(Images for object localization)
------------------------------------------------

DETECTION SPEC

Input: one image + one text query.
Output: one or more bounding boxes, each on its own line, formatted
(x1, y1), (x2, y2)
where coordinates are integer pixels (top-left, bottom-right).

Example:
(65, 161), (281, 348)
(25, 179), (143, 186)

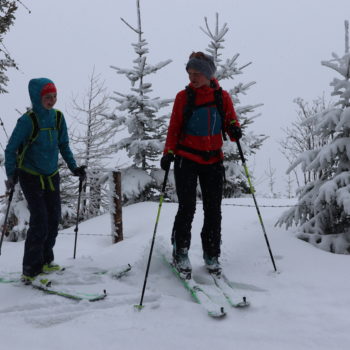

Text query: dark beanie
(186, 54), (216, 79)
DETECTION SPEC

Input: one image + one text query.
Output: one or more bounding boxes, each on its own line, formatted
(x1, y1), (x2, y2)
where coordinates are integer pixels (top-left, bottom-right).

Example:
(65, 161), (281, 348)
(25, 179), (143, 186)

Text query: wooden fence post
(111, 171), (123, 243)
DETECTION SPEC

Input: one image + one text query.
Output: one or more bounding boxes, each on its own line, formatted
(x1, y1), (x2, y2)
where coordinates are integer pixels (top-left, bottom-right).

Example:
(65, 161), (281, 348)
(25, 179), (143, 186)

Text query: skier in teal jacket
(4, 78), (86, 283)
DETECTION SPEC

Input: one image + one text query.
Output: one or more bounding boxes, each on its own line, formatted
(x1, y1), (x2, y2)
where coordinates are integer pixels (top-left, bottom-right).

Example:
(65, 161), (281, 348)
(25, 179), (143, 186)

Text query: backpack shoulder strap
(213, 88), (227, 141)
(27, 110), (40, 143)
(179, 86), (196, 138)
(17, 111), (39, 168)
(55, 109), (63, 130)
(183, 86), (196, 125)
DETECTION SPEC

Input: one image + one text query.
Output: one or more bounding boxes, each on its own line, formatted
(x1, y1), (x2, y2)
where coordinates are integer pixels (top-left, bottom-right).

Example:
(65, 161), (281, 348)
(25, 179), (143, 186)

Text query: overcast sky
(1, 0), (349, 195)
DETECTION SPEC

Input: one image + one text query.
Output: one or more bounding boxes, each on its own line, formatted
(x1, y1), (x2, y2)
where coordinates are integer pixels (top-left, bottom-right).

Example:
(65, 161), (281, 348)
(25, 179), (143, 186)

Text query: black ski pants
(172, 156), (224, 258)
(19, 171), (61, 277)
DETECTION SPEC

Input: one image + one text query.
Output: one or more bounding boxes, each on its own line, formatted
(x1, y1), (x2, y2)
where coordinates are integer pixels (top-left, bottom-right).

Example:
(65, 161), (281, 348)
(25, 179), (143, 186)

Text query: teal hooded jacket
(5, 78), (77, 178)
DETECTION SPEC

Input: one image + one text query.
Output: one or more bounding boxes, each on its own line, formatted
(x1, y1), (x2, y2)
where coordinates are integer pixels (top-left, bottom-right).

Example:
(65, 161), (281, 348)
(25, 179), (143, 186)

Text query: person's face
(41, 93), (57, 110)
(187, 68), (210, 89)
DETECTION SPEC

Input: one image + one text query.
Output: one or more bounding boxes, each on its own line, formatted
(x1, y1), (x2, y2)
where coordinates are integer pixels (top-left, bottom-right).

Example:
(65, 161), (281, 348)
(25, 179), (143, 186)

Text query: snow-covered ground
(0, 198), (349, 350)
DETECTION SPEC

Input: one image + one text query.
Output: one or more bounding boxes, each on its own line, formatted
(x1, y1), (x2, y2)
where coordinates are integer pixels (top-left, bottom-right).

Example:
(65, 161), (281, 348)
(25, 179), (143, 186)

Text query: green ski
(163, 255), (226, 318)
(30, 282), (107, 302)
(209, 272), (250, 308)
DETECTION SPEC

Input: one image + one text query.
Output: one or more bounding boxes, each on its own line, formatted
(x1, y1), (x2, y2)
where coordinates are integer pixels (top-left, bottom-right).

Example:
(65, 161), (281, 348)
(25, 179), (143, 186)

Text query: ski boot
(42, 262), (62, 274)
(21, 274), (51, 287)
(204, 253), (222, 276)
(20, 274), (36, 285)
(173, 247), (192, 280)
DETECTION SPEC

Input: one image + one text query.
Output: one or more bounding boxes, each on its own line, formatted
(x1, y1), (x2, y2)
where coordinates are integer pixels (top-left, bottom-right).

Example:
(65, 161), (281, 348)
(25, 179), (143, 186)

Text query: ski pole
(73, 177), (84, 259)
(236, 139), (277, 272)
(0, 186), (16, 256)
(136, 165), (170, 310)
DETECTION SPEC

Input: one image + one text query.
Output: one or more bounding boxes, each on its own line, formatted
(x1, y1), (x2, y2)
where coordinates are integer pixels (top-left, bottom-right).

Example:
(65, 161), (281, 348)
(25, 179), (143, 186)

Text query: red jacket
(164, 79), (240, 164)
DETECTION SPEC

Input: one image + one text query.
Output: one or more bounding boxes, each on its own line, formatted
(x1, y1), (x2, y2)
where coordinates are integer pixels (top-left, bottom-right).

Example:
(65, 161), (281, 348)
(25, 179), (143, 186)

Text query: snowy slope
(0, 198), (349, 350)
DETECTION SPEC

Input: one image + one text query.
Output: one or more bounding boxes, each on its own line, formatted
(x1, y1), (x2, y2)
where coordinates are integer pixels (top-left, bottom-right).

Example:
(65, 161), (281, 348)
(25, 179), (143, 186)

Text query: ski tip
(236, 296), (250, 308)
(209, 307), (226, 318)
(134, 304), (144, 311)
(237, 302), (250, 308)
(89, 289), (107, 302)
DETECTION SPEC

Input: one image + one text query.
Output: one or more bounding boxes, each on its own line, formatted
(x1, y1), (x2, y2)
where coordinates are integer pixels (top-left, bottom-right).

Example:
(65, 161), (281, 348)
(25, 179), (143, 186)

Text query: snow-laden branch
(111, 59), (172, 85)
(322, 53), (350, 78)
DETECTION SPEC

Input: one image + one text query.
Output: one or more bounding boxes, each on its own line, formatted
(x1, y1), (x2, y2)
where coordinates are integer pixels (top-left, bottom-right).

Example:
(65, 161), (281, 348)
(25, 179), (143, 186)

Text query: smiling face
(41, 92), (57, 110)
(187, 68), (211, 89)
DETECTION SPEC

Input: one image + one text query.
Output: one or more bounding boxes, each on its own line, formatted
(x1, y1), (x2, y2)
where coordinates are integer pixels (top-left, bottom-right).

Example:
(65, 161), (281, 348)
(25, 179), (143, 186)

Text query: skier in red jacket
(161, 51), (242, 277)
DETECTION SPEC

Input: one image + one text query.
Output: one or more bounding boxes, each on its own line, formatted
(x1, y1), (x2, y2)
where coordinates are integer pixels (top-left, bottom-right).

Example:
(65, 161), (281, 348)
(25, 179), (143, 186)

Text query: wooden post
(112, 171), (123, 243)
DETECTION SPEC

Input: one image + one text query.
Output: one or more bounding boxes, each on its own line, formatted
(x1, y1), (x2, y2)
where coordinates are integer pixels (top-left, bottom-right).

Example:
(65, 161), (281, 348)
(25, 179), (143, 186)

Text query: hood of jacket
(28, 78), (56, 118)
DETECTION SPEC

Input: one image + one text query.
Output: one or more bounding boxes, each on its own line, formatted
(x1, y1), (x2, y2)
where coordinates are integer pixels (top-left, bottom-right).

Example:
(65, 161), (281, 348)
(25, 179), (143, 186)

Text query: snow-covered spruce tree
(0, 0), (17, 94)
(279, 96), (331, 189)
(109, 0), (172, 203)
(277, 21), (350, 254)
(200, 13), (267, 198)
(67, 68), (114, 220)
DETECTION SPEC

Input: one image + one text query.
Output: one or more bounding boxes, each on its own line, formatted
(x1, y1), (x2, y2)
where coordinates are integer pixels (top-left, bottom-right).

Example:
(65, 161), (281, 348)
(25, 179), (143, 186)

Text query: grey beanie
(186, 54), (216, 79)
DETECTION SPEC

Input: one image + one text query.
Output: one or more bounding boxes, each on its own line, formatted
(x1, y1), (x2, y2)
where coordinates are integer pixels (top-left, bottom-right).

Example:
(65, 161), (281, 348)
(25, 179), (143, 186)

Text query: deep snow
(0, 198), (349, 350)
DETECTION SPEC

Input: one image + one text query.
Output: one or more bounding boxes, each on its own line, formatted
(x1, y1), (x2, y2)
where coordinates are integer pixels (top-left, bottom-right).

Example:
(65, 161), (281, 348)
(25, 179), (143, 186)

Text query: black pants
(172, 156), (224, 258)
(19, 171), (61, 277)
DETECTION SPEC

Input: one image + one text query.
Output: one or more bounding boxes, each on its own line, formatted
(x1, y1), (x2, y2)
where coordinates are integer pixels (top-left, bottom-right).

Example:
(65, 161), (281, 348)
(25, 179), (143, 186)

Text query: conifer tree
(109, 0), (172, 203)
(200, 13), (267, 197)
(277, 21), (350, 254)
(0, 0), (17, 95)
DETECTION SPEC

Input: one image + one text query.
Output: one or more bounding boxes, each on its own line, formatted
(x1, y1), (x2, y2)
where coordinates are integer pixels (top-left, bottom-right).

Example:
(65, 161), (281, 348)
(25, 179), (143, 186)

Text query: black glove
(160, 153), (175, 171)
(73, 166), (87, 181)
(228, 124), (242, 140)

------------------------------------------------

- YOUR INSTRUCTIONS:
Nothing but the lines from the one containing "Text query: conifer tree" through the final line of the data above is to be reproduced, each exactly as written.

- RESULT FOR THIS TASK:
Text query: conifer tree
(109, 0), (172, 203)
(200, 13), (267, 197)
(277, 21), (350, 254)
(0, 0), (17, 95)
DETECTION SPEC

Input: one image + one text query.
Output: one or more bounding boxes, each on its own line, formatted
(x1, y1), (x2, y2)
where coordinates are integer pixels (top-left, bottom-right).

Example:
(65, 161), (281, 348)
(25, 179), (143, 186)

Text query: black glove
(160, 153), (175, 171)
(73, 166), (87, 181)
(228, 124), (242, 140)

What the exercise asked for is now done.